[Point localization data]
□ □ □
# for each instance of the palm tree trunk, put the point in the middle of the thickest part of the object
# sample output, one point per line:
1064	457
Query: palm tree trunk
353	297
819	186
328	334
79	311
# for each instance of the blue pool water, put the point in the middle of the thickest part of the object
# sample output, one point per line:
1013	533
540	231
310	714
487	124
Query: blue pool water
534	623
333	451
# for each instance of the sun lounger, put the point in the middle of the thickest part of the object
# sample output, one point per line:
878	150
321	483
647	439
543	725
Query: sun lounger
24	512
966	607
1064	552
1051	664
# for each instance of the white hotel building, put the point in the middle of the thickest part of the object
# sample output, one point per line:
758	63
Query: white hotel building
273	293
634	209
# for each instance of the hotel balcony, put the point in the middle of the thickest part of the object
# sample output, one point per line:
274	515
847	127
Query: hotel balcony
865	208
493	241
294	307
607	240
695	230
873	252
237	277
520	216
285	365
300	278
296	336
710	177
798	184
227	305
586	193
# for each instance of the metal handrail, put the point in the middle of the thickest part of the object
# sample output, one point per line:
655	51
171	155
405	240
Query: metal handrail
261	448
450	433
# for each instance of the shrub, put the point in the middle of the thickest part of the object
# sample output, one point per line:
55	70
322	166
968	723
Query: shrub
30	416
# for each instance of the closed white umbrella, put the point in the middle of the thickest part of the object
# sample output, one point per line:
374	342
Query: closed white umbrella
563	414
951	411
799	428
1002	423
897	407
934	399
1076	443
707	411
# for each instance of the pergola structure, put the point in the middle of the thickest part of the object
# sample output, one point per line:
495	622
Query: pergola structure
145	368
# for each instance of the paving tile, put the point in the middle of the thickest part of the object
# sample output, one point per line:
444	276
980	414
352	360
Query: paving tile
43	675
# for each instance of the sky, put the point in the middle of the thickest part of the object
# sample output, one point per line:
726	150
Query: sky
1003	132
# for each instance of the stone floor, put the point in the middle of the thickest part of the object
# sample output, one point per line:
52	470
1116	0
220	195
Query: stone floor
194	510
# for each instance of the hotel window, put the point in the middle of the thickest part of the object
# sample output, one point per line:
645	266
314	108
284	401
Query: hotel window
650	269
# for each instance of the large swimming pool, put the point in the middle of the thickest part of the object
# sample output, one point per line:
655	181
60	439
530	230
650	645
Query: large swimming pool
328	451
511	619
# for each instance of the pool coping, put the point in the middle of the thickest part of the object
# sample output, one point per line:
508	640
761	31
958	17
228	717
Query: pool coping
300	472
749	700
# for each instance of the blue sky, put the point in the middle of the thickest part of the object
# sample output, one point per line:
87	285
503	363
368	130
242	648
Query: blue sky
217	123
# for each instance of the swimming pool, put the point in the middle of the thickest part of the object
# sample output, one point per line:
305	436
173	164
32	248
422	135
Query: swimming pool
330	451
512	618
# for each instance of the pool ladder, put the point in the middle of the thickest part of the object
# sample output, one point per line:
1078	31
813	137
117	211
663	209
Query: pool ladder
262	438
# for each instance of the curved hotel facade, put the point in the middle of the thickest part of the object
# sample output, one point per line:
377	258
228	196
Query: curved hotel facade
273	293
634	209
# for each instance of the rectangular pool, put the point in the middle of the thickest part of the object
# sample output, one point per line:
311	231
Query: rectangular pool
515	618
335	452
□ □ □
▶ TASK REQUIREMENTS: Give each entry again, spelled exactly as shown.

▶ ANSWER TO THIS PROBLEM:
# for each instance of the palm tree trunk, put the point in the middle of the thickest part of the object
# sample output, one point per line:
1064	457
Query: palm tree trunk
353	297
819	186
328	334
79	311
# for each instance of the blue pool water, put the point in the middle of the thickest part of the object
# sample output, one point per line:
1013	533
540	231
310	714
487	124
Query: blue pool water
534	623
333	451
# for each instance of the sun lounger, put the point in the middle of the thickest part of the object
# sample output, one point per line:
878	150
321	483
647	439
543	725
Query: sun lounger
24	512
966	607
1064	552
1051	664
# for each instance of the white hotel building, put the point in the middle of the thickest part of the object
# sample output, one point per line:
758	63
Query: white hotel building
273	293
634	209
# for each instance of the hotel balcony, put the point in the middle of the thickest part of the object
# sample output, one point per line:
274	515
847	127
Query: hotel balcony
865	208
493	241
294	307
607	240
695	230
873	252
237	277
520	216
285	365
300	278
296	336
710	177
798	184
227	305
586	193
# for each instance of the metal handrail, put the point in the middle of the thickest part of the object
# sample output, one point per line:
655	51
171	155
405	240
Query: metal handrail
261	448
450	433
# for each instance of the shrub, put the point in the middle of the thickest part of the object
# sample output, one point per line:
55	70
322	166
968	723
Query: shrub
30	416
# for each instance of the closed white umbrella, put the point in the middle of the thickest part of the object
# sample output, one point per line:
374	342
Query: closed white umbrella
563	414
951	411
799	428
1002	423
897	407
934	399
1076	443
707	411
# for each instance of the pergola structure, put the point in the middle of the thickest part of the object
# sample output, one point per line:
495	622
Query: pergola structure
145	368
# for each instance of the paving tile, put the point in the middle of the thickest part of the object
# sample output, one point per line:
444	276
980	414
352	360
Query: paving tile
43	675
# for each instance of the sky, put the point in the middle of the thickest part of the object
# sample output, one point per line:
726	150
Query: sky
1003	132
# for each instance of the stone floor, put the point in the middle of the thickest part of the object
# sample output, one point per line:
52	470
1116	0
220	195
Query: stone floor
194	510
# for each instance of the hotel window, put the point in the middle of the thickest part of the object
# sample output, one point per line:
645	266
314	108
284	401
Query: hotel window
650	269
# for each instance of the large swimming pool, put the point in the middle of the thickest part of the object
# sample output, one point per line:
655	181
60	439
530	230
650	645
Query: large swimming pool
328	451
511	619
# for each instance of the pool coping, put the point in the middle of the thickest part of the object
# sample output, one point per line:
508	640
761	31
958	17
228	717
Query: pool coping
300	472
749	700
# for each instance of the blue sky, put the point in the middle of the thickest part of the object
# sample output, one point per line:
87	285
503	363
368	130
242	648
Query: blue sky
217	123
# for each instance of the swimming pool, put the point in the middle of the thickest part of the object
# sample output, one point per line:
305	436
173	164
32	248
422	135
Query: swimming pool
330	451
512	618
# for each instance of the pool ladder, put the point in the middle of the thickest part of the object
# sample output, one point per line:
1078	31
813	137
117	211
663	209
Query: pool ladder
262	438
# for each instance of the curved hotel facade, put the point in the middle of the thickest part of the object
# sample output, one point per line:
377	258
228	196
Query: curved hotel facade
273	293
634	209
# for each instance of the rectangular pool, put the point in the middle of the thickest part of the object
# sample output, one point per line:
311	231
Query: rectangular pool
515	618
335	452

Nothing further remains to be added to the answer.